**SHORT EXERCISE:** Show every line of the records below that contains the string "shirt", copying each line in full and treating uppercase and lowercase letters as different.
----------------
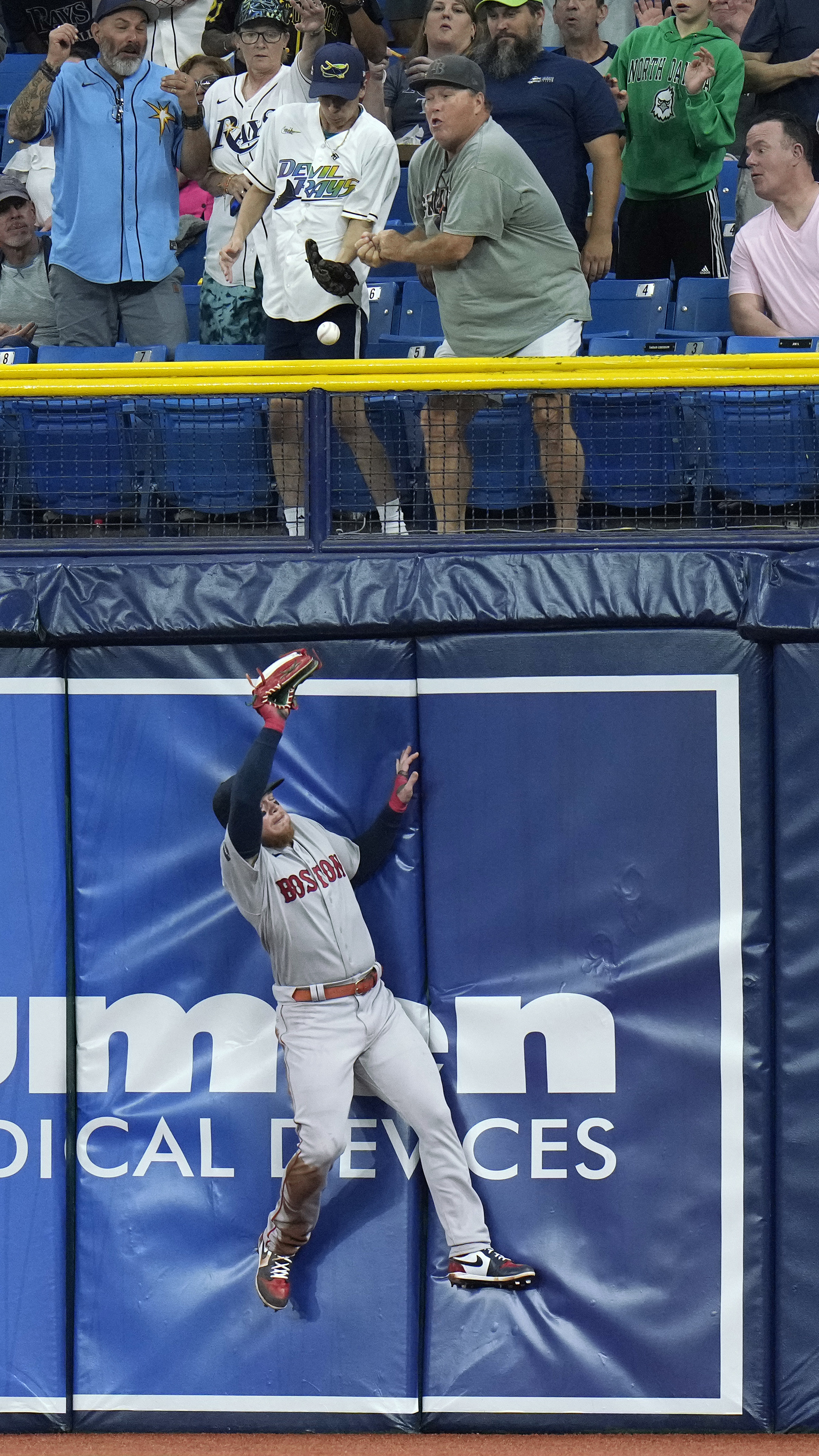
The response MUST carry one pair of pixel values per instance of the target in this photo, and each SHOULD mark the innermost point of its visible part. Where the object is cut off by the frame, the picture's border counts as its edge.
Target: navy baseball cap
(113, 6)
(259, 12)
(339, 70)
----------------
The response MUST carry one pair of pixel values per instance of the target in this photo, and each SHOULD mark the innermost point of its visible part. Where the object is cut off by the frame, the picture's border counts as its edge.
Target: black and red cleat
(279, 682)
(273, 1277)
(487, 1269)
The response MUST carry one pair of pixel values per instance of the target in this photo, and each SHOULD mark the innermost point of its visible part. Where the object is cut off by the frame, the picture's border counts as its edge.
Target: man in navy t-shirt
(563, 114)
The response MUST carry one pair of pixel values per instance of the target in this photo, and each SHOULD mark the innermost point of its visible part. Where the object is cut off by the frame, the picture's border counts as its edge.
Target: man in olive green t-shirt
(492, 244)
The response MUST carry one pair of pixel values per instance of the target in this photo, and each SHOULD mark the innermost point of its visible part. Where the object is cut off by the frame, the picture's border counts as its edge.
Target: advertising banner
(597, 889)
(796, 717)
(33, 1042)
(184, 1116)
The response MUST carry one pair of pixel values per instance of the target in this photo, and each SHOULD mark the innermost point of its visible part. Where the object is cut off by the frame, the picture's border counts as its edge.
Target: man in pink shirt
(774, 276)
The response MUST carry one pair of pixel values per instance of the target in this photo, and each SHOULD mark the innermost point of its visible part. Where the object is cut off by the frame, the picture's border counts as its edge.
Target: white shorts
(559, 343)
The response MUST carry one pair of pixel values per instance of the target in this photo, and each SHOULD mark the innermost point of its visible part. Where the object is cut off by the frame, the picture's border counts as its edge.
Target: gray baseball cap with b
----------------
**RESPONSE BELOW:**
Target: man in navy t-shirt
Target: man in olive green t-shirt
Target: man in pink shirt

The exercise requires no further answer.